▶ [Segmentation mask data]
____________________

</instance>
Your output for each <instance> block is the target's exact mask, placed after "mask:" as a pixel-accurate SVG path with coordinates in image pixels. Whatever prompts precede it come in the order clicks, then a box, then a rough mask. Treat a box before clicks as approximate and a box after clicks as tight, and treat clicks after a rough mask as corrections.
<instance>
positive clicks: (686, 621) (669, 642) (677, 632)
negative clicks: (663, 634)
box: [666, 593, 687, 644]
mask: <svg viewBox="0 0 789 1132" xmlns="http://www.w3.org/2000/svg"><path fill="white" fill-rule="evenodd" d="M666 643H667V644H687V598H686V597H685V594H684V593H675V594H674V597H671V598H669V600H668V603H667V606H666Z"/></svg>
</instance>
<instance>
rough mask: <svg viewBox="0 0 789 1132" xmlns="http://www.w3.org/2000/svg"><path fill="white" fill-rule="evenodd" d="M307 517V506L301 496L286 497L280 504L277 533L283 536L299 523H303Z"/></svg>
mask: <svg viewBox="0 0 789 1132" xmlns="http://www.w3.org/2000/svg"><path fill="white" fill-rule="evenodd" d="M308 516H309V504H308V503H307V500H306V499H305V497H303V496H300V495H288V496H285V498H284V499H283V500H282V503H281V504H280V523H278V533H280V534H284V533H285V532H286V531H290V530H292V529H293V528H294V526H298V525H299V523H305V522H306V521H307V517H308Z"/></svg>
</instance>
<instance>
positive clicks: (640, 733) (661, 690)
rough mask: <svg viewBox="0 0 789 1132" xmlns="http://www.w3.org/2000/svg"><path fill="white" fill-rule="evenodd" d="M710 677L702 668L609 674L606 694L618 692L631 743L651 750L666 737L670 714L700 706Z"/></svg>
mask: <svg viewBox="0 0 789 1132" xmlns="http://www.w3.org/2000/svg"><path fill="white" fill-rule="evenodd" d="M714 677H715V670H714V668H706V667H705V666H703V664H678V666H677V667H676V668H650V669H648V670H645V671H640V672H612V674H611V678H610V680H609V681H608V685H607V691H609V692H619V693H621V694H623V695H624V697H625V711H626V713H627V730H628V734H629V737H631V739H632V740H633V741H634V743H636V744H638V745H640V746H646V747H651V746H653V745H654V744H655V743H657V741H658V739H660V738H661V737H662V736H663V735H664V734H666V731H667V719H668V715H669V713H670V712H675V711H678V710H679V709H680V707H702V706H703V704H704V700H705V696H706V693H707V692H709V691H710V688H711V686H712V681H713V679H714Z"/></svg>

____________________

▶ [What this task involves]
Scan the records above for the word "clicks". Show each line in which it appears.

▶ [Exercise result]
Your output for each <instance> block is the target's exact mask, placed after "mask:" as a pixel-accurate SVG path with coordinates in image pixels. Whatever prompts precede it come in the order clicks, then a box, then a rough mask. Treat a box before clicks as approximate and a box after clicks as tight, and treat clicks after a rough mask as corrections.
positive clicks: (686, 621) (669, 642) (677, 632)
negative clicks: (663, 634)
positive clicks: (640, 733) (661, 690)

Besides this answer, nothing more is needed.